## Work required
Rewrite the passage on the Fannie and Freddie conservatorship, starting at the words "The government has" and stopping after "negligible side effects.", with "conservator" changed to "regulator".

Top of Page excerpt

All that systemic risk? Never actually cost the government a thing. Treasury’s $187 billion capital injection into Fannie and Freddie was repaid in 2012, and by virtue of its direct ownership, the U.S. government has reaped a $91 billion profit, a 50 percent return over eight years.
GSE-fueled liquidity was and is critical to America’s homeownership affordability. The GSEs handle 95 percent of all mortgage-backed securities (MBS) issuance nationwide. One out of every two new Fannie/Freddie single-family loans goes to a first-time homebuyer; for FHA, it’s five out of every six.
The government has discreetly and painlessly de-risked from the GSEs’ pre-crunch reckless exploitation of moral hazard. Under their respective pre-takeover CEOs, the two GSEs were cynically “privatizing the gains and socializing the losses,” as my friend and longtime GSE watchdog Shekar Narasimhan has said. Exploiting their implicit Federal guarantee, they lent long and borrowed short, arbitraging the yield curve and massively expanding their balance sheets, to a bloated $800 billion (Fannie) and $850 billion (Freddie).
As conservator, FHFA ordered both on a balance-sheet diet, requiring each new issuance to be funded with matched-term securities. Over the ensuing years, both balance sheets steadily shrank, and today each is 70 percent smaller, under FHFA’s mandatory $250 billion cap, an astonishing gradual withdrawal with negligible side effects.
America had ‘too much’ homeownership. Under Frank Raines and his mentor/predecessor Jim Johnson, Fannie Mae touted ever-rising homeownership, not just the American Dream but also immune to pricing bubbles. By 2005, amid the GSEs’ go-go securitization of Alt-A and subprime loans in a foolish attempt to buy market share, our homeownership rate topped 70 percent; when the bubble burst, and several million households were put through the foreclosure meat grinder, draining their savings and bludgeoning their credit rating. Today, home ownership is at 64 percent, a much better set point.
It’s harder to get a homeownership loan than before… but is that bad? In 2007, average FICO scores of approved applicants were 700; by 2018, they’re up five percent, to 735. Variable-rate loans, often favored to stretch incomes into more-expensive homes, are back down under five percent of all originations. Addictive and teaser concessionary rates/payment structures are non-existent. Overall, fewer people who buy homes are taking on risks they don’t understand, can’t control and can’t hedge.
However much china was broken, the conservatorship coup worked. Not working would have been globally catastrophic. The U.S. homeownership stock is worth $26.4 trillion, with $15.7 trillion of aggregate home equity that not only has been protected, it is once again reliably liquid.

Bottom of Page excerpt
Top of Stored data

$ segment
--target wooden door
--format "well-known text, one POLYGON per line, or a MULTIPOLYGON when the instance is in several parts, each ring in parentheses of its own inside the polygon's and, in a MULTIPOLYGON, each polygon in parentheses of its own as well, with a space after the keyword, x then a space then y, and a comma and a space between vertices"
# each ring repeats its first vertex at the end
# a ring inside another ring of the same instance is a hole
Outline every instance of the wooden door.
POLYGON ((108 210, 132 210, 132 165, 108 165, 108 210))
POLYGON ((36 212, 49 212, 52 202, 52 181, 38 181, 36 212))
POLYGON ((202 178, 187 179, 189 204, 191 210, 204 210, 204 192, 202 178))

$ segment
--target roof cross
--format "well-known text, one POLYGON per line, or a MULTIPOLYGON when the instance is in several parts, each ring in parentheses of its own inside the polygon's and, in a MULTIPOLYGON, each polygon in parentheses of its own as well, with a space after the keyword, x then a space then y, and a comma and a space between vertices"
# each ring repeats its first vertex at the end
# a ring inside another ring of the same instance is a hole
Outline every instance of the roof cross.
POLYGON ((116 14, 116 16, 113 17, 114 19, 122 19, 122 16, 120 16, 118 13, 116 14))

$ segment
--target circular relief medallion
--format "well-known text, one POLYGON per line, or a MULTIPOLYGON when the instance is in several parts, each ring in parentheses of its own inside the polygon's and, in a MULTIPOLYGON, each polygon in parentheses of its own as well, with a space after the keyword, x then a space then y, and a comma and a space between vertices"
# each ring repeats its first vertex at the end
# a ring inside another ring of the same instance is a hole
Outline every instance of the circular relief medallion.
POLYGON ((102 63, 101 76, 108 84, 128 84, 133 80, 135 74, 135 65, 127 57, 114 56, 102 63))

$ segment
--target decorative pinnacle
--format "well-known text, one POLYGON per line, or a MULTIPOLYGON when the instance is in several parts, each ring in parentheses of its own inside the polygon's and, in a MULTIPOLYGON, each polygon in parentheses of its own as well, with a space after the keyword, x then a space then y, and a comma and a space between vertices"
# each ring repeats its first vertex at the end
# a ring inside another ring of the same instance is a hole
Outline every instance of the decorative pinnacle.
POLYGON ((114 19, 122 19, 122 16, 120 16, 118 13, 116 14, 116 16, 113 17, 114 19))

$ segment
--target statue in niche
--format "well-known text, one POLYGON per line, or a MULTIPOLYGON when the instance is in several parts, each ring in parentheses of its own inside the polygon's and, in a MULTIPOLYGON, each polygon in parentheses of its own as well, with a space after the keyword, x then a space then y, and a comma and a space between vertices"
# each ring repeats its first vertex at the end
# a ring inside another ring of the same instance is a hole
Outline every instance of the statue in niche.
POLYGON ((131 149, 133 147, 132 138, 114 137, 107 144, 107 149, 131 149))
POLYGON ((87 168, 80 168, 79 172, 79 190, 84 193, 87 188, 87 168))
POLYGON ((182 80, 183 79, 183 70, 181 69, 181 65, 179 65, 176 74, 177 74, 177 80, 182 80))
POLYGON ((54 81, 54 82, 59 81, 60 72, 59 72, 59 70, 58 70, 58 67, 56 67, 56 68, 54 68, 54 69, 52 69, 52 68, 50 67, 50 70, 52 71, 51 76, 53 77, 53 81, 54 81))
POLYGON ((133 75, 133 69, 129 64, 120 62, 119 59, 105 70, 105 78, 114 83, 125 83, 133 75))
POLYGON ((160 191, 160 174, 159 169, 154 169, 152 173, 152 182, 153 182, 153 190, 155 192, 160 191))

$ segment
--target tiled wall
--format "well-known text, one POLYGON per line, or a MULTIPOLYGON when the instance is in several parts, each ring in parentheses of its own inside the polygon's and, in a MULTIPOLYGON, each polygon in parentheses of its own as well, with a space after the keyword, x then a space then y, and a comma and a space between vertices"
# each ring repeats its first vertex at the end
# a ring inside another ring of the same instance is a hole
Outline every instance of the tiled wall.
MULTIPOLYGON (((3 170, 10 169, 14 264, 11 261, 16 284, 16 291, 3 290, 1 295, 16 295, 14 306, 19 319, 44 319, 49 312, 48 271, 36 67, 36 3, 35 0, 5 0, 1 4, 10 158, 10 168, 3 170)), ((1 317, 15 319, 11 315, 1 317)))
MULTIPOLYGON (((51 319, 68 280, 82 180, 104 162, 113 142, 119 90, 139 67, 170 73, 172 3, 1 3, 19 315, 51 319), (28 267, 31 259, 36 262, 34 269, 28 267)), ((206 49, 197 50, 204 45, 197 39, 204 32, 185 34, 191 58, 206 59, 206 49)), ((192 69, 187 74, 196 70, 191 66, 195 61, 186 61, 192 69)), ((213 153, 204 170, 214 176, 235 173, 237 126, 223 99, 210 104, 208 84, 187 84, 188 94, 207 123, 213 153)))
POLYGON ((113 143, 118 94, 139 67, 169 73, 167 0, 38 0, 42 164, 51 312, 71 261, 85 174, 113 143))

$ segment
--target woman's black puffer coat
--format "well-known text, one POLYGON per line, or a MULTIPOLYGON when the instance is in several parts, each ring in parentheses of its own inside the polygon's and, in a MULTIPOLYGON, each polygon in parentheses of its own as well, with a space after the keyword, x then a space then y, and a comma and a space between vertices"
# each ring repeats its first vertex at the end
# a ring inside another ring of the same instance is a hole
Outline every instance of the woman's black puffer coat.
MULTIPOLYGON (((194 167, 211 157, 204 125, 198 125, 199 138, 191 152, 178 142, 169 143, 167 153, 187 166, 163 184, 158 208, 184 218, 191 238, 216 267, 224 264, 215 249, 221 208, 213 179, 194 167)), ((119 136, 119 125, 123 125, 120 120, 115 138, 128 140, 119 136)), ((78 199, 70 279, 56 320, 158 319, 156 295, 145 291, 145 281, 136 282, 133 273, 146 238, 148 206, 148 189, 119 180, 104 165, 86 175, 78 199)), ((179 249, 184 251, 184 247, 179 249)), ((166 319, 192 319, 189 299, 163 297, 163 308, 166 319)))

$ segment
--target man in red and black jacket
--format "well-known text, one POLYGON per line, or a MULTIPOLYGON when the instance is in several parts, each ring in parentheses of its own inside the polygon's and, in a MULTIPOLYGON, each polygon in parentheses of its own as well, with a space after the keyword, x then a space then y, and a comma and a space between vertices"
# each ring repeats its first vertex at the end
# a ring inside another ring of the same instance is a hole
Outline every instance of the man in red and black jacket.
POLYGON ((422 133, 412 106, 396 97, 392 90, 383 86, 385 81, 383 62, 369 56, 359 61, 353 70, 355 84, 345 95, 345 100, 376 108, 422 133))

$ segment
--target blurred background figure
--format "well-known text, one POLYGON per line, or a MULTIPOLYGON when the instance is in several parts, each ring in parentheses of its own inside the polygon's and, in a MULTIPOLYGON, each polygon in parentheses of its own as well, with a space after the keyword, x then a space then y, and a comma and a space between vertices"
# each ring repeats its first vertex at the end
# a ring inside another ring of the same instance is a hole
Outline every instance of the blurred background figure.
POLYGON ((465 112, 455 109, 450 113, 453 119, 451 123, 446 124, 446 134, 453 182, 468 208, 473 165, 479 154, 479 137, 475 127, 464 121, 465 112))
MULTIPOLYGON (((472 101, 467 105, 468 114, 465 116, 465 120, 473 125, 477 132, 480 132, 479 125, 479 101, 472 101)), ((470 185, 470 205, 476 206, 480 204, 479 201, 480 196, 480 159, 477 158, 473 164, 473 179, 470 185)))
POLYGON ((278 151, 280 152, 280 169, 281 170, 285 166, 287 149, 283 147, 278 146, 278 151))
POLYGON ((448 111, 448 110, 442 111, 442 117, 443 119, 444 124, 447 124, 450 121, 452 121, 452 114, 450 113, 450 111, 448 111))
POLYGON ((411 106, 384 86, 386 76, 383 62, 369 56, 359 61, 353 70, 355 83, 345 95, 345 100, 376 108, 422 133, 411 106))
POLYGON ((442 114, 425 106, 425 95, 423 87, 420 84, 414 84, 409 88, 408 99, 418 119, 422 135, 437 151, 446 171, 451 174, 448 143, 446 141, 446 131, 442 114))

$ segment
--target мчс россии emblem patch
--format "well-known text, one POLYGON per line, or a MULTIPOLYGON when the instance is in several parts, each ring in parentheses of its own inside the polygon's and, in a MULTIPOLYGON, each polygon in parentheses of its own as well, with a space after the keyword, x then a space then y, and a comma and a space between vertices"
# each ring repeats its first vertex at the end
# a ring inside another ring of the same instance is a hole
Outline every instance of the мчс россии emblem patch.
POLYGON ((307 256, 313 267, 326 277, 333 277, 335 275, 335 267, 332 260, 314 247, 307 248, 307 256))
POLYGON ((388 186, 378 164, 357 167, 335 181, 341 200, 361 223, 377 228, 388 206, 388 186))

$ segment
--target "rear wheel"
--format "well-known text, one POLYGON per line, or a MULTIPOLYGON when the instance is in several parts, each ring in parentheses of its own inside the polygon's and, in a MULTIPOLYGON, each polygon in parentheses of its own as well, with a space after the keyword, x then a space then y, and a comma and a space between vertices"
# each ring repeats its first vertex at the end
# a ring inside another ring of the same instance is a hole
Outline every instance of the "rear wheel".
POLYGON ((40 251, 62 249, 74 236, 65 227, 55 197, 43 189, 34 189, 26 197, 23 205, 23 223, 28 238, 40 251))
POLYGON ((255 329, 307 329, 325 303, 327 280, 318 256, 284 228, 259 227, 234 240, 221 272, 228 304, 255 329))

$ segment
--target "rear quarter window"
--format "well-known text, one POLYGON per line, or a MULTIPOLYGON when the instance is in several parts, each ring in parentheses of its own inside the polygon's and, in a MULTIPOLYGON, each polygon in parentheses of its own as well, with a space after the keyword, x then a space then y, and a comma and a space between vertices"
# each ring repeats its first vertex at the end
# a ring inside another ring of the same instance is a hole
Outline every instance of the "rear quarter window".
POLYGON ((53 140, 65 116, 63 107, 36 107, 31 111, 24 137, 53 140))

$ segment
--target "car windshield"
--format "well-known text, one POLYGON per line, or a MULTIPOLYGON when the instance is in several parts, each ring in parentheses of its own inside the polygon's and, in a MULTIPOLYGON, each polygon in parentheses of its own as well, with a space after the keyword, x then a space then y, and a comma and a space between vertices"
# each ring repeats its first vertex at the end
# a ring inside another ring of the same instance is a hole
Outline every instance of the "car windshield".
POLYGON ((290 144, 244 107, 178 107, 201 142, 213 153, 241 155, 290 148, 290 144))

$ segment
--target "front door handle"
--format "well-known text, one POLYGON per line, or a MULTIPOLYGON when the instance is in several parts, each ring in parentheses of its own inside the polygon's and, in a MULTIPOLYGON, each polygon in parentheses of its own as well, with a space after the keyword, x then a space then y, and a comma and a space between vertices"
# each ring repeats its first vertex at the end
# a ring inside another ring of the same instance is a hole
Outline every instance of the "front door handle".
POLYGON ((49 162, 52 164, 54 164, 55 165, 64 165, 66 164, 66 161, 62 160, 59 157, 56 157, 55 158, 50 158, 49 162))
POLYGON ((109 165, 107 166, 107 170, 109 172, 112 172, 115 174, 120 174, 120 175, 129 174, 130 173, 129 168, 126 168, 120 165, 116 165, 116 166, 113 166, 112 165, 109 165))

Bottom of Stored data

## Problem solution
The government has discreetly and painlessly de-risked from the GSEs’ pre-crunch reckless exploitation of moral hazard. Under their respective pre-takeover CEOs, the two GSEs were cynically “privatizing the gains and socializing the losses,” as my friend and longtime GSE watchdog Shekar Narasimhan has said. Exploiting their implicit Federal guarantee, they lent long and borrowed short, arbitraging the yield curve and massively expanding their balance sheets, to a bloated $800 billion (Fannie) and $850 billion (Freddie).
As regulator, FHFA ordered both on a balance-sheet diet, requiring each new issuance to be funded with matched-term securities. Over the ensuing years, both balance sheets steadily shrank, and today each is 70 percent smaller, under FHFA’s mandatory $250 billion cap, an astonishing gradual withdrawal with negligible side effects.